Written request: In the rows below, change every "Tag" to "Mark" and leave all other text as it is.

Records from a data collection
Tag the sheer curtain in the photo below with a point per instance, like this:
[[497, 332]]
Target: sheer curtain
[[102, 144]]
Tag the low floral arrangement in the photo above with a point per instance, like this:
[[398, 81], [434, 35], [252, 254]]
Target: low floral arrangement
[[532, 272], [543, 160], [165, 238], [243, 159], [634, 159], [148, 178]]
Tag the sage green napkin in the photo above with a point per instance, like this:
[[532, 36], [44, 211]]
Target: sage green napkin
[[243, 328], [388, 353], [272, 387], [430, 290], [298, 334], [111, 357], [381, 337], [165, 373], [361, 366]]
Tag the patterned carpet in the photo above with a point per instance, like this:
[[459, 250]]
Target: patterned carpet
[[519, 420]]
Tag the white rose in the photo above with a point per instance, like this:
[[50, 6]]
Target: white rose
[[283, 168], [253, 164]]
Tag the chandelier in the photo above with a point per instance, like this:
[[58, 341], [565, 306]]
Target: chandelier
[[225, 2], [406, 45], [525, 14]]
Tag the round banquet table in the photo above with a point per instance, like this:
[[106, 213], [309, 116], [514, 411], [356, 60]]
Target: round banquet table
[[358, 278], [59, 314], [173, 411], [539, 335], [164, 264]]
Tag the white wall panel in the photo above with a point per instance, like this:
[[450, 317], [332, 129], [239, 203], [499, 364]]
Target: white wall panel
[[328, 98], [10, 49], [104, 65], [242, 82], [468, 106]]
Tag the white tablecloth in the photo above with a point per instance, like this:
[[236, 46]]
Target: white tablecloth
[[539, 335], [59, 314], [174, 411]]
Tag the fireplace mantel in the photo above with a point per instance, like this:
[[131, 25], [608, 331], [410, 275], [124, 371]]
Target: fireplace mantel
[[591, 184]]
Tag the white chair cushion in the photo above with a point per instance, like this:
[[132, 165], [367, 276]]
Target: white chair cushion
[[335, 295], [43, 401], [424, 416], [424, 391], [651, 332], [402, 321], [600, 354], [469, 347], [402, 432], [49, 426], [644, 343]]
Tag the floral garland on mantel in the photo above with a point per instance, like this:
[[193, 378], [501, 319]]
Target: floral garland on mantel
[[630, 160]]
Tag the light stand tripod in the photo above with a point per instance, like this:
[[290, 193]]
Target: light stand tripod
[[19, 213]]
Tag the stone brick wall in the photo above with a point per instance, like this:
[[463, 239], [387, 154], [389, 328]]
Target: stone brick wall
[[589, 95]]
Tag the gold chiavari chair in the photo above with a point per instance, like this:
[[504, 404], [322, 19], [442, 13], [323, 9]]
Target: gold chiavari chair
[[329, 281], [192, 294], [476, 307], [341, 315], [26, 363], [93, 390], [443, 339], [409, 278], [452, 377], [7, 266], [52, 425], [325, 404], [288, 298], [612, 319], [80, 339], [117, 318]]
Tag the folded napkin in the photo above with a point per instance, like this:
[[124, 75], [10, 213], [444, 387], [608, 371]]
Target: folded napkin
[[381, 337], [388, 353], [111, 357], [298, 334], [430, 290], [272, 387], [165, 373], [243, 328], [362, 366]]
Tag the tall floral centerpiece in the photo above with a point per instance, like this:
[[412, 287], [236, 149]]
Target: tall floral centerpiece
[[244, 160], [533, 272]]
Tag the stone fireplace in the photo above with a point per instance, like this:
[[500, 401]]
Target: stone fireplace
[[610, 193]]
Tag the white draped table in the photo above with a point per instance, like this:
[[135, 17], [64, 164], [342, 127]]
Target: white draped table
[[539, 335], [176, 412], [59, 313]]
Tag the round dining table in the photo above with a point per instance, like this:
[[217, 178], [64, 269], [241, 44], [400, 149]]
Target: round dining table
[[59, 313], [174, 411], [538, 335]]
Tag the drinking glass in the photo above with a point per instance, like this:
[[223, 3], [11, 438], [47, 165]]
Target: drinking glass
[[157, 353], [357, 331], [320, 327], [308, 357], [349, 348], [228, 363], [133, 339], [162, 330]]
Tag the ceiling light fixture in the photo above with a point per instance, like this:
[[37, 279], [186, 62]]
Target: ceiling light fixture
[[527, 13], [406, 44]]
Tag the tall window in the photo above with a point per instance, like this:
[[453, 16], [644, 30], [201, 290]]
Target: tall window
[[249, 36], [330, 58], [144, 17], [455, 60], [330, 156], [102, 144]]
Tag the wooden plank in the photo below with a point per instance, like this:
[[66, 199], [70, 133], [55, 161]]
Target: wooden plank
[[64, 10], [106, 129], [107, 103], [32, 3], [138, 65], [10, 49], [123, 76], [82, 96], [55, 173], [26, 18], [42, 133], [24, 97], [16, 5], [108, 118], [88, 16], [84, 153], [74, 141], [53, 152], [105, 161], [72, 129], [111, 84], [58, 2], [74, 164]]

Completed exercise:
Mark the sheer curtain in the photo below with a point per instance, like this:
[[497, 332]]
Target: sheer curtain
[[102, 144]]
Mark the low floral arrangement in the photo above with a point per instance, like this:
[[398, 81], [434, 35], [252, 254]]
Target: low floral arrangement
[[532, 272], [543, 160], [165, 238], [243, 159], [634, 159], [148, 178]]
Mark the sage green napkin in the photo above with a point per instance, like this:
[[532, 36], [44, 211]]
Target: sage green napkin
[[243, 328], [388, 353], [272, 387], [430, 290], [298, 334], [111, 357], [381, 337], [165, 373], [361, 366]]
Mark the patterned carpet in the photo above with a point per instance, like this:
[[459, 250]]
Target: patterned carpet
[[519, 420]]
Mark the white rose in the photo above with a point per instance, like this:
[[50, 6]]
Target: white rose
[[283, 168], [253, 164]]
Mark the chandelier in the photo above with a point per instance, like this:
[[58, 341], [565, 306]]
Target: chandelier
[[225, 2], [406, 45], [525, 14]]
Mark the round banquet table in the photo above with a point per instance, like this:
[[106, 213], [309, 116], [514, 411], [356, 60]]
Target: round banquet table
[[358, 278], [59, 314], [173, 411], [539, 335], [164, 264]]
Mark the white wall panel in the photo above with a point per instance, like this:
[[450, 317], [332, 129], [239, 203], [499, 364]]
Target: white wall panel
[[328, 98], [10, 49], [104, 65], [242, 82], [468, 106]]
Mark the white tablecloth in the photo above with a point per instance, like this:
[[236, 46]]
Target: white tablecloth
[[539, 335], [59, 314], [174, 411]]
Mark the fireplace mantel in the photo above with a point per instance, like this:
[[131, 25], [608, 331], [410, 275], [124, 371]]
Target: fireplace mantel
[[591, 184]]
Mark the white chair cushion in the photo above with a point per instance, like this:
[[132, 165], [367, 276]]
Target: white chair cushion
[[335, 295], [43, 401], [424, 416], [424, 391], [651, 332], [402, 321], [600, 354], [469, 347], [402, 432], [49, 426], [644, 343]]
Mark the floral garland on mantel in the photo above with a point per instance, like this:
[[193, 378], [501, 319]]
Target: floral garland on mantel
[[630, 160]]
Mark the light stand tripod in the photo above with a point per instance, like this:
[[290, 193]]
Target: light stand tripod
[[19, 213]]
Mark the stone brick wall in the photo above with a point per instance, like this:
[[463, 239], [387, 154], [389, 328]]
Target: stone brick wall
[[589, 95]]
Mark the gold chiavari chair in the photo above with a point per instance, like this:
[[504, 404], [322, 19], [442, 13], [323, 9]]
Target: gold chiavari chair
[[329, 281], [192, 294], [476, 307], [341, 315], [26, 363], [93, 390], [443, 339], [409, 278], [452, 377], [7, 266], [52, 425], [325, 404], [288, 298], [612, 319], [80, 339], [117, 318]]
Mark the folded napkin in the photo above with a point per instance, like this:
[[124, 75], [10, 213], [444, 387], [608, 371]]
Target: folded napkin
[[381, 337], [388, 353], [111, 357], [298, 334], [430, 290], [272, 387], [165, 373], [243, 328], [362, 366]]
Mark the tall floral centerpiece in the photo above with a point per instance, like this:
[[412, 287], [236, 149]]
Target: tall floral centerpiece
[[244, 160], [533, 272]]
Mark the stone fireplace in the photo above with a point per instance, like this:
[[500, 401]]
Target: stone fireplace
[[610, 193]]
Mark the white draped table in the photo above with a point per instance, like this:
[[135, 17], [64, 164], [342, 127]]
Target: white draped table
[[539, 335], [176, 412], [59, 313]]
Mark the round dining table in the photo above with a point per instance, like this:
[[217, 178], [64, 269], [241, 44], [400, 149]]
Target: round dining table
[[59, 313], [174, 411], [538, 335]]
Mark the drinking glass in the photo above with a point per instance, like this:
[[223, 3], [11, 438], [47, 165]]
Target: drinking glass
[[157, 353], [357, 331], [320, 327], [308, 357], [349, 348], [228, 363], [133, 339], [162, 330]]
Mark the ceiling light fixture in the photo above with a point per instance, like this:
[[37, 279], [186, 62]]
Target: ceiling light fixture
[[527, 13], [406, 44]]
Mark the tall window in the photo above with a point per instance, like this:
[[453, 16], [644, 30], [201, 290]]
Target: tall window
[[249, 36], [330, 58], [144, 17], [455, 60], [330, 156], [102, 144]]
Mark the wooden plank in the photo below with a point per instance, like this:
[[66, 199], [70, 133], [55, 161]]
Target: wooden plank
[[64, 10], [106, 129], [107, 103], [32, 3], [138, 65], [10, 49], [123, 76], [82, 96], [55, 173], [26, 18], [42, 133], [24, 97], [16, 5], [108, 118], [88, 16], [84, 153], [74, 141], [53, 152], [105, 161], [72, 129], [111, 84], [58, 2], [74, 164]]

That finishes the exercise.